- _SELECTED TEXT_
----------

Object detection training examples for K210

  • Continuing the discussion started at https://github.com/kendryte/nncase/issues/86. My initial intention is to find some out of the box example of object detection model training to start with. I've successfully tried pre-built models based on tinyYOLO (I think, it was 20-class and face detection models), both in MaixPy and C SDK environment, work just fine, but the next step is to try training it from the start.

    The most informative tutorial I found for object detection exactly is this one, very detailed, but things seem to have changed since the time of its writing, so several things now has to be fixed to get the final .kmodel successfully. I seem to make it work, but it just detects nothing for me. No racoons found 🙂

    Another way suggested by krishnak at the Github issue discussion mentioned above is to try out Ultra fast face detector which seems to be on Caffe. And this is also a way for converting some PyTorch models, which I'm personally more comfortable with. Still, this way includes two conversion steps instead of one and is apparently asking for problems some more)

    So yes, I just wanted to ask, if maybe there is other tutorials of adopting object detection models for use on K210, fresh enough to be compatible with recent nncase and things.

  • A little bit of answering myself, on Sipeed forum I've been suggested with a very nice and detailed guide on Yolov2 model training. Well, the same model again, but this guide is very comprehensive, up-to-date (the model ported to Tensorflow 2) and runs flawlessly at the moment of writing. Would definitely recommend it to look through.

----------

- _WORK ITEM A_
Echo the K210 object detection thread word for word, starting at "Another way suggested" and ending at "to look through.".

----------

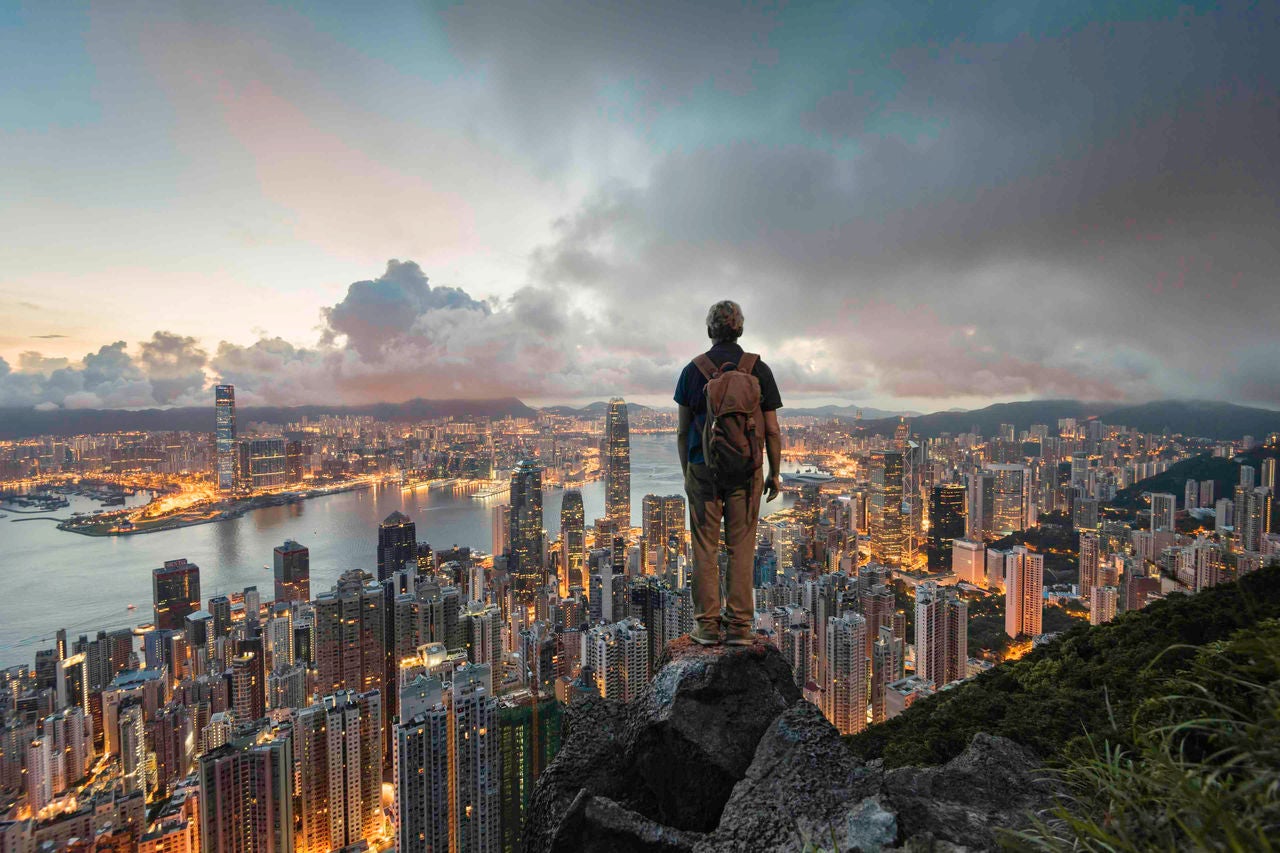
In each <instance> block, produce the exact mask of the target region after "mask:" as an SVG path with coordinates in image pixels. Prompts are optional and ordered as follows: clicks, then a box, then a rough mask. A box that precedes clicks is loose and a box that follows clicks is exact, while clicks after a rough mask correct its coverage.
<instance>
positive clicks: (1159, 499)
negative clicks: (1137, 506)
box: [1151, 492, 1178, 533]
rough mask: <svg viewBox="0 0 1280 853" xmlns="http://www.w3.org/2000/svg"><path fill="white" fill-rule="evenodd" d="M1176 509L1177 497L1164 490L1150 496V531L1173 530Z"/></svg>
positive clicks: (1176, 509)
mask: <svg viewBox="0 0 1280 853" xmlns="http://www.w3.org/2000/svg"><path fill="white" fill-rule="evenodd" d="M1176 511H1178V498H1176V497H1174V496H1172V494H1167V493H1164V492H1155V493H1152V496H1151V532H1152V533H1155V532H1156V530H1174V529H1176V528H1175V526H1174V515H1175V514H1176Z"/></svg>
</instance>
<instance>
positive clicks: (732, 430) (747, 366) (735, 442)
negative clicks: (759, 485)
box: [694, 352, 764, 491]
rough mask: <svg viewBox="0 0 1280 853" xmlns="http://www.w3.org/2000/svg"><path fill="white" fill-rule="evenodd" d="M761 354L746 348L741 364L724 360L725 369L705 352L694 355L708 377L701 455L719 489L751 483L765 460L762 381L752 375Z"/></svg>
mask: <svg viewBox="0 0 1280 853" xmlns="http://www.w3.org/2000/svg"><path fill="white" fill-rule="evenodd" d="M759 357H760V356H758V355H755V353H754V352H744V353H742V357H741V359H740V360H739V362H737V366H735V365H733V364H731V362H726V364H724V365H723V366H721V368H717V366H716V365H714V364H713V362H712V360H710V359H709V357H708V356H707V355H705V353H703V355H700V356H698V357H696V359H694V365H695V366H696V368H698V369H699V370H700V371H701V374H703V375H704V377H705V378H707V420H705V421H704V423H703V456H704V457H705V459H707V467H708V469H709V470H710V473H712V479H713V480H714V482H716V485H717V487H718V488H721V489H726V491H728V489H736V488H742V487H746V485H749V484H750V483H751V480H753V479H754V478H755V473H756V471H758V470H760V466H762V465H763V464H764V416H763V414H762V412H760V380H759V379H756V378H755V377H753V375H751V369H753V368H755V362H756V360H758V359H759Z"/></svg>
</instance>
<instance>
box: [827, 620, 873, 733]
mask: <svg viewBox="0 0 1280 853" xmlns="http://www.w3.org/2000/svg"><path fill="white" fill-rule="evenodd" d="M826 647H827V654H826V658H827V666H826V674H824V678H823V683H822V688H823V689H822V706H823V707H822V711H823V713H824V715H826V717H827V720H828V721H829V722H831V725H833V726H836V729H837V730H838V731H840V734H842V735H846V734H856V733H859V731H861V730H863V729H865V727H867V704H868V703H867V620H865V619H863V617H861V616H859V615H858V613H845V615H844V616H829V617H828V619H827V630H826Z"/></svg>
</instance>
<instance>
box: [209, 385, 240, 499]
mask: <svg viewBox="0 0 1280 853" xmlns="http://www.w3.org/2000/svg"><path fill="white" fill-rule="evenodd" d="M214 409H215V419H216V423H215V427H214V444H215V447H216V453H218V489H219V491H221V492H230V491H232V489H234V488H236V471H237V467H238V464H239V457H238V453H237V451H236V386H216V387H215V388H214Z"/></svg>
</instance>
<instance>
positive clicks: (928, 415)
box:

----------

- _WORK ITEM B_
Duplicate the listing above word for word, starting at its beginning and ending at the line containing "box: [694, 352, 764, 491]". Omit any pictures.

- _ANSWER A_
Another way suggested by krishnak at the Github issue discussion mentioned above is to try out Ultra fast face detector which seems to be on Caffe. And this is also a way for converting some PyTorch models, which I'm personally more comfortable with. Still, this way includes two conversion steps instead of one and is apparently asking for problems some more)

    So yes, I just wanted to ask, if maybe there is other tutorials of adopting object detection models for use on K210, fresh enough to be compatible with recent nncase and things.

  • A little bit of answering myself, on Sipeed forum I've been suggested with a very nice and detailed guide on Yolov2 model training. Well, the same model again, but this guide is very comprehensive, up-to-date (the model ported to Tensorflow 2) and runs flawlessly at the moment of writing. Would definitely recommend it to look through.

- _ANSWER B_
In each <instance> block, produce the exact mask of the target region after "mask:" as an SVG path with coordinates in image pixels. Prompts are optional and ordered as follows: clicks, then a box, then a rough mask. A box that precedes clicks is loose and a box that follows clicks is exact, while clicks after a rough mask correct its coverage.
<instance>
positive clicks: (1159, 499)
negative clicks: (1137, 506)
box: [1151, 492, 1178, 533]
rough mask: <svg viewBox="0 0 1280 853" xmlns="http://www.w3.org/2000/svg"><path fill="white" fill-rule="evenodd" d="M1176 509L1177 497L1164 490L1150 496V531L1173 530Z"/></svg>
positive clicks: (1176, 509)
mask: <svg viewBox="0 0 1280 853" xmlns="http://www.w3.org/2000/svg"><path fill="white" fill-rule="evenodd" d="M1176 511H1178V498H1176V497H1174V496H1172V494H1167V493H1164V492H1155V493H1152V496H1151V532H1152V533H1155V532H1156V530H1174V529H1176V528H1175V526H1174V515H1175V514H1176Z"/></svg>
</instance>
<instance>
positive clicks: (732, 430) (747, 366) (735, 442)
negative clicks: (759, 485)
box: [694, 352, 764, 491]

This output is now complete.